▶ **Selected text**:
Example YAML snippet

No response

Anything in the logs that might be useful for us?

No response

Additional information

No response

homeassistant commented 2 years ago

yamaha_musiccast documentation yamaha_musiccast source (message by IssueLinks)


Hey there @vigonotion, @micha91, mind taking a look at this issue as it has been labeled with an integration (yamaha_musiccast) you are listed as a code owner for? Thanks! (message by CodeOwnersMention)

benjycov commented 2 years ago

My guess would be that HA is just calling:

http://a.b.c.d/YamahaExtendedControl/v1/main/getStatus

Every minute, anything else?

vigonotion commented 2 years ago

We are calling fetch regularily: https://github.com/home-assistant/core/blob/a3cb38e11449c806a693202cc7f4540450d097d5/homeassistant/components/yamaha_musiccast/__init__.py#L117

Fetch does multiple things, depending on the features of the device. You can find the code in the library here: https://github.com/vigonotion/aiomusiccast/blob/main/aiomusiccast/musiccast_device.py#L372 It's also fetching netusb status for example.

For your script, I would also recommend you to use the library, you can connect to a musiccast device the same way as home assistant would and then call the fetch method.

I can also recommend using mitmproxy to inspect network traffic from HA to the Musiccast device and also from the app to the musiccast device.

▶ **Goal**: Reproduce the thread from "homeassistant commented 2" up to and including "(message by CodeOwnersMention)", changing "code owner" to "maintainer". The records have no connection to the thread.

[Location labeling records]
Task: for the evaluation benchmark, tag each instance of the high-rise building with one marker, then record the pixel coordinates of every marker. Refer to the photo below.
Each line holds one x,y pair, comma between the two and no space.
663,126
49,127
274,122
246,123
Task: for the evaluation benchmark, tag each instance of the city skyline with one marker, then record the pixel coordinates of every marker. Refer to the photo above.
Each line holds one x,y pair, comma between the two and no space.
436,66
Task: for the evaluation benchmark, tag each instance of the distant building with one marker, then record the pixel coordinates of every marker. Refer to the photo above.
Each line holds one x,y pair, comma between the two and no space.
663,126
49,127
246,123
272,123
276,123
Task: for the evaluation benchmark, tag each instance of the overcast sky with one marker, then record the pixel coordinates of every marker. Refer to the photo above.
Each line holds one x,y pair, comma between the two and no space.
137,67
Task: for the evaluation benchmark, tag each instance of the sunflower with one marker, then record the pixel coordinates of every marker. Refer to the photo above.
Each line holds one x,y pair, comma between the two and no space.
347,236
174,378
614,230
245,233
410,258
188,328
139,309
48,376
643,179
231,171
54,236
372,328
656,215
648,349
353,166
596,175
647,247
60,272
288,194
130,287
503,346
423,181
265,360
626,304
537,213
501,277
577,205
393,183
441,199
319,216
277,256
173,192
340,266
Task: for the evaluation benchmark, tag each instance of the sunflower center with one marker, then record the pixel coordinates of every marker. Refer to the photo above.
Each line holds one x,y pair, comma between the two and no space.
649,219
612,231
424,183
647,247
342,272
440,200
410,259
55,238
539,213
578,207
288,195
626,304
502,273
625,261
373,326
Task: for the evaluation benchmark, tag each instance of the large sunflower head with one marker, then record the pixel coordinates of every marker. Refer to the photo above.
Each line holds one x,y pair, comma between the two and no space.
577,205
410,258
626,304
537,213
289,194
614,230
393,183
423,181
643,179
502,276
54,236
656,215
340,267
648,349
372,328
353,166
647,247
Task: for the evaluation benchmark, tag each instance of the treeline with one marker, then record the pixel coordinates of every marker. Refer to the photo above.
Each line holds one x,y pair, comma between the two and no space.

▶ **Answer for this exercise**:
homeassistant commented 2 years ago

yamaha_musiccast documentation yamaha_musiccast source (message by IssueLinks)


Hey there @vigonotion, @micha91, mind taking a look at this issue as it has been labeled with an integration (yamaha_musiccast) you are listed as a maintainer for? Thanks! (message by CodeOwnersMention)